### What is being asked
Please filter the entries for the word "green" and copy every line that has it.

(Region pointing data)
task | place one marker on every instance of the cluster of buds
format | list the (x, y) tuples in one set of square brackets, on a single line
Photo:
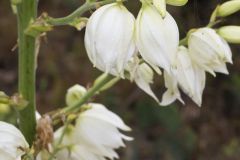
[(121, 45), (92, 134)]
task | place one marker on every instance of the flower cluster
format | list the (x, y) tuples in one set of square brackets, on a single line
[(126, 47), (94, 135)]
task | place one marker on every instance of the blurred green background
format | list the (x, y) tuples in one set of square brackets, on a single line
[(176, 132)]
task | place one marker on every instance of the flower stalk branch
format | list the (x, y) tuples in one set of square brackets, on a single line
[(77, 13), (104, 81), (27, 12)]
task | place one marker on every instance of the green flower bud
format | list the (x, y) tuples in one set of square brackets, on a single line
[(230, 33), (229, 8), (74, 94), (177, 2)]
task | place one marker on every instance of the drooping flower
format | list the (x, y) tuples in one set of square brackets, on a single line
[(142, 74), (95, 135), (12, 142), (172, 93), (109, 38), (188, 76), (209, 50), (157, 37)]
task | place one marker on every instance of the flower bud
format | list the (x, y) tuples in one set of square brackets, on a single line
[(230, 33), (157, 38), (228, 8), (209, 50), (177, 2), (74, 94), (95, 136), (109, 38)]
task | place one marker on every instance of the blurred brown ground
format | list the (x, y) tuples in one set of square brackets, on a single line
[(161, 133)]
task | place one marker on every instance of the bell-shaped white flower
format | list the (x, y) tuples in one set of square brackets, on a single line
[(11, 142), (109, 38), (142, 74), (95, 135), (172, 93), (188, 76), (209, 50), (157, 37), (191, 78)]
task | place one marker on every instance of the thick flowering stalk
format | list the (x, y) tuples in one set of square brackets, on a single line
[(95, 135), (157, 37), (109, 38), (209, 50), (27, 48), (12, 142)]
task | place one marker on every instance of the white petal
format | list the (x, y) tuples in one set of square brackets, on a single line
[(172, 92), (157, 38), (109, 38)]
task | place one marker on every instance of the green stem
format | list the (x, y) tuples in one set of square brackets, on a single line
[(26, 12), (77, 13), (91, 92), (101, 83)]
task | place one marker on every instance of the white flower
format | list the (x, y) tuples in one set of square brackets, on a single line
[(11, 142), (109, 38), (142, 74), (95, 135), (157, 37), (209, 50), (172, 93), (188, 76), (74, 94)]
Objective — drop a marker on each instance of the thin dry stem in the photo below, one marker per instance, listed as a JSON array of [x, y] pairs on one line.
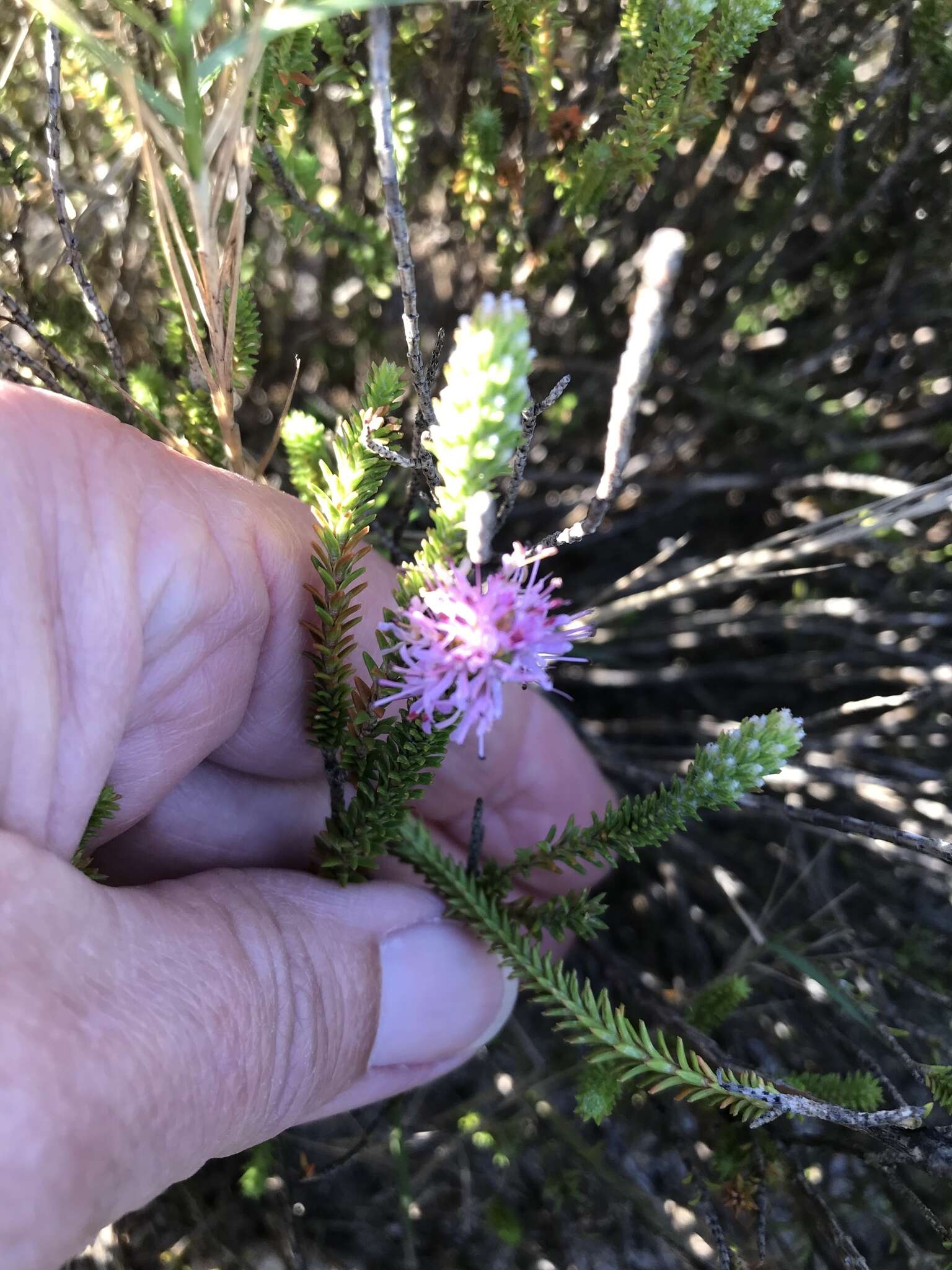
[[522, 454], [660, 263], [381, 110], [22, 318], [19, 356], [73, 253]]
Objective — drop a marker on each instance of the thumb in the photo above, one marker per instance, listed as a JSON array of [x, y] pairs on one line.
[[146, 1029]]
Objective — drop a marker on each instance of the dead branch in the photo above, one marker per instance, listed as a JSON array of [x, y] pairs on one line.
[[73, 253], [660, 263]]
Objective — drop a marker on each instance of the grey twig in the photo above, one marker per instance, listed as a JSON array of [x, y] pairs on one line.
[[851, 827], [13, 352], [335, 780], [725, 1259], [522, 454], [852, 1259], [381, 110], [415, 483], [792, 1104], [762, 1204], [919, 1204], [423, 463], [73, 253], [22, 318], [294, 196], [660, 263], [477, 835], [436, 360]]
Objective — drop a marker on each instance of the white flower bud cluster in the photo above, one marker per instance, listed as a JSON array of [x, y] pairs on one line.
[[741, 758], [479, 412]]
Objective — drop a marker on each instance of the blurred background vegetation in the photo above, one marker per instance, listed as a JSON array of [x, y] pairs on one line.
[[804, 374]]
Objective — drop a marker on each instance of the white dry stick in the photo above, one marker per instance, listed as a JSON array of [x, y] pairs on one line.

### Task output
task | place one marker on every instance of the blurred green background
task | place one marker on every instance of the green flower bud
task | place one marker on every instance of the green stem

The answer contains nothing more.